**Job:** Rewrite the records starting at the line containing "Reviewer note: every instance of the helmet" and ending at the end of the records, renaming "hard hat" to "safety helmet" and leaving everything else unchanged. Give back only those lines.

**Entries shown:**
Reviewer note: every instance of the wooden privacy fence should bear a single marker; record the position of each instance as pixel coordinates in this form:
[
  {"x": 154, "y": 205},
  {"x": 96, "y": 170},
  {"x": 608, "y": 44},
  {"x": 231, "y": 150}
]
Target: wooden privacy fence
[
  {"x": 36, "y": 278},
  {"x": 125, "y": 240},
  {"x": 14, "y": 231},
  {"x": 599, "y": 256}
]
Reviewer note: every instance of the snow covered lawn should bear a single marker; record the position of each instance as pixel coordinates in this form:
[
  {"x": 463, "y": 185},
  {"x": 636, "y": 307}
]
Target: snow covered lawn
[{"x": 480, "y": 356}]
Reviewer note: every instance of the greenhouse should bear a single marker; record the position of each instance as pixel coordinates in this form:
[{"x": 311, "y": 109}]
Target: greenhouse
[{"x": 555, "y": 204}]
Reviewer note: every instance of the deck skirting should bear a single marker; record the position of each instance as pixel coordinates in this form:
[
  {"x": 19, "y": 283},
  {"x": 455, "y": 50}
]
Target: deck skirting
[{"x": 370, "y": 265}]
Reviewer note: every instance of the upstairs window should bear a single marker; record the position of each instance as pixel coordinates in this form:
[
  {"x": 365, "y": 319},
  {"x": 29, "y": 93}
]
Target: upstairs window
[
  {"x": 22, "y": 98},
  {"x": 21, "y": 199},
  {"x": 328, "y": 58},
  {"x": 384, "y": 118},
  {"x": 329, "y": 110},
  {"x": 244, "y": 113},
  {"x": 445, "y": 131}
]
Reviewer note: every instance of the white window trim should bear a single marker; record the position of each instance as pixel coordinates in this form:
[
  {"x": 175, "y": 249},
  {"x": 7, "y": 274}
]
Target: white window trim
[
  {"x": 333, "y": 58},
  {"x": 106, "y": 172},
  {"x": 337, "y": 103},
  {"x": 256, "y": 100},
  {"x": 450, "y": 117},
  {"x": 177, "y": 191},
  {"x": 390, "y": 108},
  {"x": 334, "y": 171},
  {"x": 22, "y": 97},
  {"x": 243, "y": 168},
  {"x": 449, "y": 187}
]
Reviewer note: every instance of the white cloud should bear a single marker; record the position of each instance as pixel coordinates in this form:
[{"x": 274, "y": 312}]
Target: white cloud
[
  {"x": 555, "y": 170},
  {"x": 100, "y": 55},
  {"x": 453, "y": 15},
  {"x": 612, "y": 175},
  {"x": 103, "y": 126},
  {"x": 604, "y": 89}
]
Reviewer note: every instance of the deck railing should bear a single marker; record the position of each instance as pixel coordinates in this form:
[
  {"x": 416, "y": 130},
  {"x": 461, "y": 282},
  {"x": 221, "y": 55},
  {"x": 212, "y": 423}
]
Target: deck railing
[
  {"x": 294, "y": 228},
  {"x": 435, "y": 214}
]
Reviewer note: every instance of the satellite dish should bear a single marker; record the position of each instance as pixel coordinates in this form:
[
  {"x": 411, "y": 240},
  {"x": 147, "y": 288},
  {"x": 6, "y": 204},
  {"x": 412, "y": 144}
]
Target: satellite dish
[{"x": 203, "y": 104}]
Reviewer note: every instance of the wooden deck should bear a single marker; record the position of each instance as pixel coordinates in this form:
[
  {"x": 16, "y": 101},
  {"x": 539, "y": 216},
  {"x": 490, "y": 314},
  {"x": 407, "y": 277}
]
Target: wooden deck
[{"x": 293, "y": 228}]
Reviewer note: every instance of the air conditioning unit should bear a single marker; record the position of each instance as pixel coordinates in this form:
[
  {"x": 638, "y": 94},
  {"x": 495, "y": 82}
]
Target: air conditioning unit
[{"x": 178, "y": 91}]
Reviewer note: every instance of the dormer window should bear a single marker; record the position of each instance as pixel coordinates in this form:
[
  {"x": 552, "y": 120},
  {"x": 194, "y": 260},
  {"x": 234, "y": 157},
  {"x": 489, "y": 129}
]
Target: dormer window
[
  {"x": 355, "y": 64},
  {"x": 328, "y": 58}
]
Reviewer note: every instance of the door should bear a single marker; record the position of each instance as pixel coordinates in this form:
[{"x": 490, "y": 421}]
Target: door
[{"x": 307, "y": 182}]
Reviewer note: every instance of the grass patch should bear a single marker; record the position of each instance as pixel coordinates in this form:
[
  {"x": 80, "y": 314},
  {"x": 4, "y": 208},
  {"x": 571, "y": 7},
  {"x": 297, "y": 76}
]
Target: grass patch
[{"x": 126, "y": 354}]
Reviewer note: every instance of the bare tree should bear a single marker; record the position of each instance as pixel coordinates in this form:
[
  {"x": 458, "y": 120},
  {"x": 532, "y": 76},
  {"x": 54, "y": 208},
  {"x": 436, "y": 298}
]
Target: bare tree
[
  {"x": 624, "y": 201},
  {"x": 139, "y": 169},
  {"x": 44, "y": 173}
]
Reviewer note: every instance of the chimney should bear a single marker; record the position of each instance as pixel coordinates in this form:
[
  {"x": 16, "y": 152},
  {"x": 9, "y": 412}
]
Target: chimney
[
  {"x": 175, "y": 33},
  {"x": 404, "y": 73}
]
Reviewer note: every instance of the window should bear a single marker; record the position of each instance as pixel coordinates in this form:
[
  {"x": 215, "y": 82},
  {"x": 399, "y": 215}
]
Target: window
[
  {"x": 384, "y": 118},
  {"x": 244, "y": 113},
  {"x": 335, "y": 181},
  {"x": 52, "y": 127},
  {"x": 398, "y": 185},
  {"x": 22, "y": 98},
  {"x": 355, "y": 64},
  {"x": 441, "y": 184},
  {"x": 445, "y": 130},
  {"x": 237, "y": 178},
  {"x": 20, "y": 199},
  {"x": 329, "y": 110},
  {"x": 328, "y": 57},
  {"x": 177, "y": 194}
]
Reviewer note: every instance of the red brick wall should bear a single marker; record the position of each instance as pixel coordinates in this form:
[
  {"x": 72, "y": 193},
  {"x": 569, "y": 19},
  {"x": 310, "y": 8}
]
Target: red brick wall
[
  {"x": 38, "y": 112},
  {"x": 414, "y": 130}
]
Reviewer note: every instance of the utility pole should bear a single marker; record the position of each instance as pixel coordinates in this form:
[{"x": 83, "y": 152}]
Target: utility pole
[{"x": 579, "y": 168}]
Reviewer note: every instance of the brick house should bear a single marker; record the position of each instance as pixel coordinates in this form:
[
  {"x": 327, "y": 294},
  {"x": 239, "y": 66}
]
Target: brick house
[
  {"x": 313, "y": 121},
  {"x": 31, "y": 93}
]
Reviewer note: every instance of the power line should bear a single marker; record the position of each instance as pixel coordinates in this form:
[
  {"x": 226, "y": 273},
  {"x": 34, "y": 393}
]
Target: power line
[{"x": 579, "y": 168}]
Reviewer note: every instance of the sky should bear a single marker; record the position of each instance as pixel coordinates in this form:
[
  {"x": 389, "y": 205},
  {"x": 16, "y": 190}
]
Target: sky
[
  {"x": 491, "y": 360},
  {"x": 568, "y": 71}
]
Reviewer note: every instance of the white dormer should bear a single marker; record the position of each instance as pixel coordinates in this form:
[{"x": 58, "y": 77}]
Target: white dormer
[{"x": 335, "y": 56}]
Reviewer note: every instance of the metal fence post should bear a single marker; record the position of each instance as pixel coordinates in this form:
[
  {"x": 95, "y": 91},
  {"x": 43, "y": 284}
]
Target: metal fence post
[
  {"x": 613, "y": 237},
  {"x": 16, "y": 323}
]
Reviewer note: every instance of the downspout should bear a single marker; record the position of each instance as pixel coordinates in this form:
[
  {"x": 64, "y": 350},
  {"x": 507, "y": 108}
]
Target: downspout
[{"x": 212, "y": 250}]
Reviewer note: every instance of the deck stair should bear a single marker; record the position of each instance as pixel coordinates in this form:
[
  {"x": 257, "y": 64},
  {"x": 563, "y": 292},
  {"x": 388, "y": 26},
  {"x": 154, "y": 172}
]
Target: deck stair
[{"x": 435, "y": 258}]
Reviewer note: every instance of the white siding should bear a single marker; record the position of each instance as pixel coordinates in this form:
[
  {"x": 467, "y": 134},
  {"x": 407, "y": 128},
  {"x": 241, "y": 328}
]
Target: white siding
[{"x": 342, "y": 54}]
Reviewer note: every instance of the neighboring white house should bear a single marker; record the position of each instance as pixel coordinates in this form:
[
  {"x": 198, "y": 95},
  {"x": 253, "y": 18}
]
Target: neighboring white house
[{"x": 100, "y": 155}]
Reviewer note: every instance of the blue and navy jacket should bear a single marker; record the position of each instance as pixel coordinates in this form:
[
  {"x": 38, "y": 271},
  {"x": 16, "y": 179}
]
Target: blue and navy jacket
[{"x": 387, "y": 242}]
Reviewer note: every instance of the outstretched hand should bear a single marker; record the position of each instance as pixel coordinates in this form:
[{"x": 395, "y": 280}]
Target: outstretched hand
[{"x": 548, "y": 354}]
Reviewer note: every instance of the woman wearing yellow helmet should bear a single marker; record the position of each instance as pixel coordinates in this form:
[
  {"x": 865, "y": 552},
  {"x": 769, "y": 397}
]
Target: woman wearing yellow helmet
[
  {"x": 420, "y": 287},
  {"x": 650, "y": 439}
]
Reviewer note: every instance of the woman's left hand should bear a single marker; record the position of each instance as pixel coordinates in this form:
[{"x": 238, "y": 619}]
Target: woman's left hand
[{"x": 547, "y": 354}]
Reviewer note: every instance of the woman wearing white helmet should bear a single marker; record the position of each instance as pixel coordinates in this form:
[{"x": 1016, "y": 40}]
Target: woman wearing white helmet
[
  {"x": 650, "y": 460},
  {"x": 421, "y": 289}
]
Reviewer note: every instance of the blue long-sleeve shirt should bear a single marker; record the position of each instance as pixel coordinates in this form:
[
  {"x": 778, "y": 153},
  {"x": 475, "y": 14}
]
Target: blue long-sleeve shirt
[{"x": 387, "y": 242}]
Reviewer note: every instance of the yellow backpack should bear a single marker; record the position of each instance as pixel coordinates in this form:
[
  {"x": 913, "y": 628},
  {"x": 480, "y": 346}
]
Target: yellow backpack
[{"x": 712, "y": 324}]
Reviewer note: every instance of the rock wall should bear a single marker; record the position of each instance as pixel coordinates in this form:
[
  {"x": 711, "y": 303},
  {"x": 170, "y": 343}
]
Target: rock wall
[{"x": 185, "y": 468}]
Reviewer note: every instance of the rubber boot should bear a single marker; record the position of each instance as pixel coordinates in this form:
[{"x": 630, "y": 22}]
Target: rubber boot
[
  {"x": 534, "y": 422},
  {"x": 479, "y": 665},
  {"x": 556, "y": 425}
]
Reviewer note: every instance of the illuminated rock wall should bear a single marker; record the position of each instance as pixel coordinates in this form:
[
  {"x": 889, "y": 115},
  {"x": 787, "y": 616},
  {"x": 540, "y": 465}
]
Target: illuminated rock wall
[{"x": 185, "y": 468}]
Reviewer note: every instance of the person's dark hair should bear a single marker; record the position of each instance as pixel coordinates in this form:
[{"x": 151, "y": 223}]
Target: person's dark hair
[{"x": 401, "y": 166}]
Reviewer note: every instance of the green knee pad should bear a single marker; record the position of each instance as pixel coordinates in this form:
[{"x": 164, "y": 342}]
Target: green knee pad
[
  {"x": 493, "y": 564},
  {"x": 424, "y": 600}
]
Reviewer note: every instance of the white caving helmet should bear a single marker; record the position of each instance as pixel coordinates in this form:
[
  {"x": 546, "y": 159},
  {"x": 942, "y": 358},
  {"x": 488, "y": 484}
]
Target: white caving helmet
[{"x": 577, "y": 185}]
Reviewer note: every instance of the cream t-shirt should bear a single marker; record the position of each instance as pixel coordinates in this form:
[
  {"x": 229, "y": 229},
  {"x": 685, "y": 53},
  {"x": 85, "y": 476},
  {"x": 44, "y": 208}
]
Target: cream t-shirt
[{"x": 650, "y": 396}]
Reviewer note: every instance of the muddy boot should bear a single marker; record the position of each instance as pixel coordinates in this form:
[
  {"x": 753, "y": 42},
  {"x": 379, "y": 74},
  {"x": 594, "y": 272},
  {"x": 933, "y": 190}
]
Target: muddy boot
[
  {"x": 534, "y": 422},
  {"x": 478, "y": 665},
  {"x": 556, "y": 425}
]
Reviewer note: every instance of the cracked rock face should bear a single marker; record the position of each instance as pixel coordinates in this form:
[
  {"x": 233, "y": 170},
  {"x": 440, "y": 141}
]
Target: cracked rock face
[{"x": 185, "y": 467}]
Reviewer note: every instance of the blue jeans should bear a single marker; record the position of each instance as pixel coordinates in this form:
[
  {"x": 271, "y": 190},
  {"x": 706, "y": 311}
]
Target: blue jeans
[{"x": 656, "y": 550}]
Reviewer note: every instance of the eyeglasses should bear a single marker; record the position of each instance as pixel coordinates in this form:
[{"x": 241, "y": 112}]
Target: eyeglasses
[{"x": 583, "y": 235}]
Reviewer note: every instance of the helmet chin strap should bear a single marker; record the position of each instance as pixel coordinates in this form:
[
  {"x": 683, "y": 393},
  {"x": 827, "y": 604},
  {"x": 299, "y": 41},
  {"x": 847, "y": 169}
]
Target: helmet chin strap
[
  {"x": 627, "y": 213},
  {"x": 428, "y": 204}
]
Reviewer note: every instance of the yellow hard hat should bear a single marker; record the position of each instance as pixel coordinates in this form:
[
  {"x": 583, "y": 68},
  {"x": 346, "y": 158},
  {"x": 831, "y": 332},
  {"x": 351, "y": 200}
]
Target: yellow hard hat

**Written response:**
Reviewer note: every instance of the helmet chin strap should bear a single marker; record the position of each instance as pixel coordinates in this form:
[
  {"x": 683, "y": 393},
  {"x": 827, "y": 604},
  {"x": 299, "y": 41},
  {"x": 847, "y": 169}
]
Target: helmet chin strap
[
  {"x": 627, "y": 213},
  {"x": 428, "y": 204}
]
Reviewer note: every instance of the yellow safety helmet should bear a single marker; record the position of each instance as pixel coordinates in this form:
[
  {"x": 583, "y": 68},
  {"x": 346, "y": 158},
  {"x": 831, "y": 332},
  {"x": 351, "y": 200}
]
Target: yellow safety helmet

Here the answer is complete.